(Stored items)
BEGIN

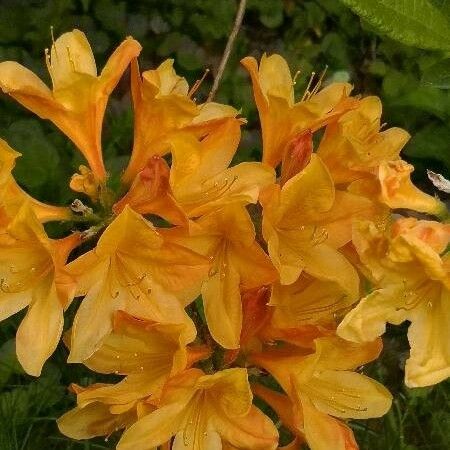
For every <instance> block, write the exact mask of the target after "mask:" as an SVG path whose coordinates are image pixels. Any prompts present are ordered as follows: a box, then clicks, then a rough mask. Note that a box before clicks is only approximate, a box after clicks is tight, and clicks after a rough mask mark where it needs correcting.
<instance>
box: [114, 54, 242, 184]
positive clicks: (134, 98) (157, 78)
mask: <svg viewBox="0 0 450 450" xmlns="http://www.w3.org/2000/svg"><path fill="white" fill-rule="evenodd" d="M196 88H197V86H196V85H194V87H193V88H192V89H191V91H189V86H188V83H187V81H186V80H185V79H184V78H182V77H180V76H178V75H177V74H176V72H175V70H174V68H173V60H172V59H168V60H166V61H164V62H163V63H162V64H161V65H160V66H159V67H158V68H157V69H155V70H148V71H146V72H144V73H143V74H142V77H141V75H140V74H139V66H138V63H137V60H136V59H135V60H133V62H132V64H131V92H132V96H133V108H134V143H133V152H132V154H131V160H130V162H129V165H128V167H127V169H126V171H125V173H124V175H123V181H124V182H125V183H126V184H131V183H132V182H133V180H134V178H135V177H136V175H137V174H138V173H139V172H140V171H141V170H142V169H144V167H145V166H146V164H147V161H148V160H149V159H150V158H151V157H152V156H154V155H164V154H165V153H167V152H168V151H170V146H169V144H168V141H167V139H168V138H170V136H171V135H173V134H175V133H176V132H178V131H179V130H183V129H184V130H190V131H192V132H193V133H194V134H196V135H197V134H198V131H196V128H197V127H199V126H200V127H203V126H204V125H205V124H208V123H210V124H212V125H213V126H214V123H215V122H217V121H220V120H221V119H223V118H226V117H235V116H236V115H237V114H238V111H237V110H235V109H234V108H232V107H231V106H227V105H221V104H218V103H213V102H210V103H204V104H200V105H197V104H196V103H195V101H194V100H192V99H191V97H192V95H193V93H194V91H195V89H196Z"/></svg>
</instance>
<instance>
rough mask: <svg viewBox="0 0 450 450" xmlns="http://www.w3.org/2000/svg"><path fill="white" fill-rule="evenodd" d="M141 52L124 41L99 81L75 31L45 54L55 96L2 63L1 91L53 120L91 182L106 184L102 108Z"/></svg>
mask: <svg viewBox="0 0 450 450" xmlns="http://www.w3.org/2000/svg"><path fill="white" fill-rule="evenodd" d="M140 51H141V46H140V45H139V43H138V42H137V41H135V40H133V39H131V38H128V39H126V40H125V41H124V42H123V43H122V44H121V45H120V46H119V48H118V49H117V50H116V51H115V52H114V53H113V54H112V56H111V57H110V58H109V60H108V62H107V63H106V65H105V67H104V68H103V70H102V72H101V74H100V75H97V67H96V65H95V60H94V56H93V54H92V50H91V47H90V45H89V42H88V40H87V39H86V36H85V35H84V33H82V32H81V31H79V30H73V31H72V32H70V33H64V34H63V35H62V36H60V37H59V38H58V39H57V40H56V41H55V42H53V45H52V48H51V50H50V53H48V52H47V54H46V58H47V67H48V71H49V73H50V76H51V78H52V82H53V90H50V89H49V88H48V87H47V86H46V85H45V84H44V83H43V82H42V81H41V80H40V79H39V78H38V77H37V76H36V75H35V74H34V73H33V72H31V71H30V70H28V69H27V68H25V67H23V66H22V65H20V64H18V63H16V62H13V61H6V62H2V63H0V87H1V89H2V90H3V92H5V93H6V94H9V95H10V96H11V97H13V98H14V99H15V100H17V101H18V102H19V103H21V104H22V105H23V106H25V107H26V108H28V109H29V110H30V111H32V112H34V113H35V114H37V115H38V116H40V117H42V118H43V119H49V120H51V121H52V122H53V123H54V124H55V125H56V126H57V127H58V128H59V129H60V130H61V131H62V132H63V133H64V134H66V135H67V136H68V137H69V139H71V140H72V141H73V143H74V144H75V145H76V146H77V147H78V148H79V150H80V151H81V153H82V154H83V155H84V157H85V158H86V160H87V161H88V163H89V166H90V168H91V169H92V172H93V173H94V175H95V177H96V178H97V179H98V180H100V181H104V180H105V177H106V173H105V168H104V165H103V160H102V150H101V129H102V122H103V116H104V113H105V108H106V103H107V101H108V97H109V95H110V93H111V91H112V90H113V89H114V87H115V86H116V84H117V82H118V81H119V79H120V77H121V76H122V74H123V72H124V71H125V69H126V68H127V66H128V64H129V63H130V60H131V59H132V58H135V57H136V56H137V55H138V54H139V52H140Z"/></svg>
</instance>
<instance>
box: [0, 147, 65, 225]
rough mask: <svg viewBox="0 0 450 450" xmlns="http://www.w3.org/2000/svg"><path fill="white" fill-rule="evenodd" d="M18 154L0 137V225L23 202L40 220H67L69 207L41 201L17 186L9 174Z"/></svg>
mask: <svg viewBox="0 0 450 450" xmlns="http://www.w3.org/2000/svg"><path fill="white" fill-rule="evenodd" d="M19 156H22V155H21V154H20V153H19V152H17V151H15V150H14V149H12V148H11V147H10V146H9V145H8V143H7V142H6V141H4V140H3V139H0V211H1V214H2V217H3V219H2V220H1V219H0V227H2V222H3V226H6V225H7V223H9V221H10V220H11V219H12V218H13V217H14V216H15V215H16V214H17V213H18V212H19V210H20V208H21V206H22V205H23V204H24V203H28V204H29V205H30V207H31V208H32V209H33V212H34V213H35V214H36V216H37V218H38V219H39V220H40V221H41V222H48V221H51V220H69V219H70V218H71V215H72V214H71V211H70V209H69V208H64V207H59V206H52V205H46V204H44V203H41V202H39V201H37V200H36V199H34V198H32V197H31V196H29V195H28V194H27V193H26V192H24V191H23V190H22V189H21V188H20V187H19V185H18V184H17V183H16V180H14V178H13V176H12V174H11V172H12V170H13V168H14V166H15V164H16V159H17V158H18V157H19Z"/></svg>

END

*Assignment:*
Leaving out the pictures, print each line of the records above from the first up to and including the one that contains "box: [114, 54, 242, 184]", exactly as written.

*Solution to this problem:*
For every <instance> block, write the exact mask of the target after "mask:" as an SVG path whose coordinates are image pixels. Any prompts present are ordered as follows: a box, then clicks, then a rough mask. Note that a box before clicks is only approximate, a box after clicks is tight, and clicks after a rough mask mark where it needs correcting.
<instance>
box: [114, 54, 242, 184]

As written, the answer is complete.